Work to do → Every line from the one containing "locate the pink tongue in the photo below" through the end of the listing below goes in the output, exactly and without pictures.

Records provided →
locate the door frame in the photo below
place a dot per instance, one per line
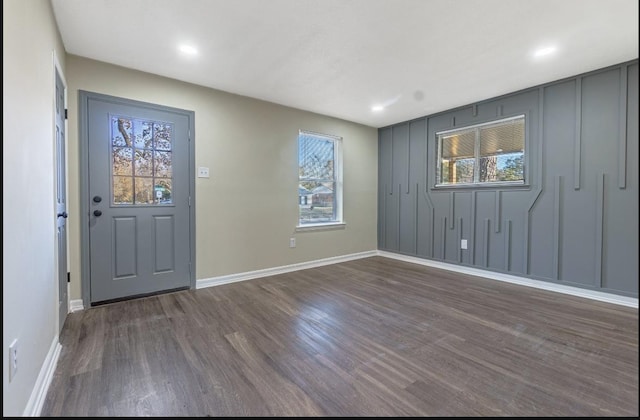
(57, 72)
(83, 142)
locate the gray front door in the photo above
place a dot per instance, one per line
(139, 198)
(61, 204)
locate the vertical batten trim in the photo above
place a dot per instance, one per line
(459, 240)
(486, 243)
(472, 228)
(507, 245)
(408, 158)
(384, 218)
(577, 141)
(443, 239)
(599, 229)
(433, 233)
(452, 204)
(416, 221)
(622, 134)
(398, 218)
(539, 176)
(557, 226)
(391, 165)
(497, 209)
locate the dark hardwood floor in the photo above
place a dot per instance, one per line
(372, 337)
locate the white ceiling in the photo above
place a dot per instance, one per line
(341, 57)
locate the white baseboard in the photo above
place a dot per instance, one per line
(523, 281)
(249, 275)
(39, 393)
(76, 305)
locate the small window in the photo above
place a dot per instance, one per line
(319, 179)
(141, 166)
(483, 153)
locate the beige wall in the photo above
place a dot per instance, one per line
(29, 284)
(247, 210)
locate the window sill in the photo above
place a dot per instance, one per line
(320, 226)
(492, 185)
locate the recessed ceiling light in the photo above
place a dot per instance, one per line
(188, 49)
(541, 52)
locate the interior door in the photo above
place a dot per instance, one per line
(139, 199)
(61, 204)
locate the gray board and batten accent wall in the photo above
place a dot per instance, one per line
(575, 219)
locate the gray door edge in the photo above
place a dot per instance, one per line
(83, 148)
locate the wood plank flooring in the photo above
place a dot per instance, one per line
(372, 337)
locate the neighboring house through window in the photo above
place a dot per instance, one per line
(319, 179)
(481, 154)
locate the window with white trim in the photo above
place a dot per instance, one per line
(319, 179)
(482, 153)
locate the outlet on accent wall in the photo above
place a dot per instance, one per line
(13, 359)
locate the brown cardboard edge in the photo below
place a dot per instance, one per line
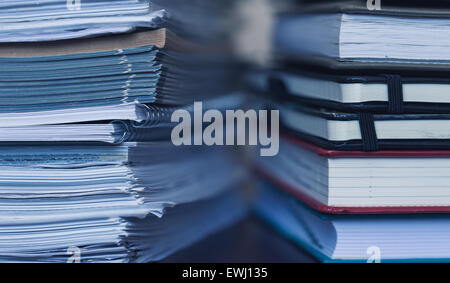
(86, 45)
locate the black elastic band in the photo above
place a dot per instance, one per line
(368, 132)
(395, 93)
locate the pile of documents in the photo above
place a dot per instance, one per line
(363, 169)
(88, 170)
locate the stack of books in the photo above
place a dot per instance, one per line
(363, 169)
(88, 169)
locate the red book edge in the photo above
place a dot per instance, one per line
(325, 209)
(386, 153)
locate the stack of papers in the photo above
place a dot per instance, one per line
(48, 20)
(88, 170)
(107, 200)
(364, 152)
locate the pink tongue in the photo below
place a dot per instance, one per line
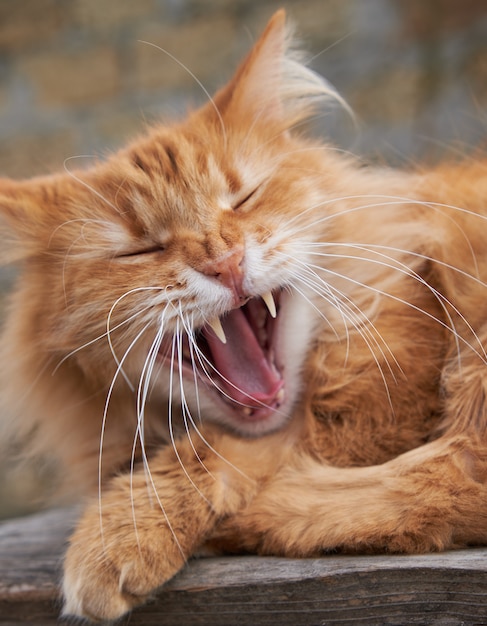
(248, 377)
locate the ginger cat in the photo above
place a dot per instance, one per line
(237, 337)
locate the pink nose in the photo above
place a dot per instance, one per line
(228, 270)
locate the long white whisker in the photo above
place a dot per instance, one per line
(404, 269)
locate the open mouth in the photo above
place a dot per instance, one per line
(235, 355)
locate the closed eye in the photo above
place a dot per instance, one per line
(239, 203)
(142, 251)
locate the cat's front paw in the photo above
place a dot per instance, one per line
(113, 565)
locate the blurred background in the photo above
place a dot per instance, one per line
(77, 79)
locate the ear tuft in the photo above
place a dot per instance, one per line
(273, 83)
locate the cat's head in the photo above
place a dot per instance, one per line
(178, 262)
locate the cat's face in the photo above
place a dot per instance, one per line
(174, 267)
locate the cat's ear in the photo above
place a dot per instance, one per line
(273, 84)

Task solution →
locate the pink tongue in the photo below
place a dot per instance, one per line
(248, 377)
locate the ginger cat in the photo above
place a dot per instance, one per line
(237, 337)
locate the pink nose in the photo above
place a dot per instance, one per line
(228, 270)
locate the long white whisker in the photo above
place a dot per instance, one per line
(404, 269)
locate the open mouth in the photo above
place a dot per instance, one per line
(235, 355)
locate the closed eye in the photo above
place a dot per instance, one per line
(239, 203)
(142, 251)
locate the cat's front paw in the photo above
place a dot per instance, one per line
(113, 565)
locate the blurred background in the photo above
place a dot per instance, one per line
(77, 79)
locate the ear tuft in the photo above
place a dot per instance, one per line
(273, 83)
locate the cat's head in the photo above
place a dot per instance, one per line
(178, 262)
locate the cat's face in the photo above
place a dot per instance, one per line
(174, 267)
locate the cat's ear in the photo above
place a dot per instance, one per line
(273, 84)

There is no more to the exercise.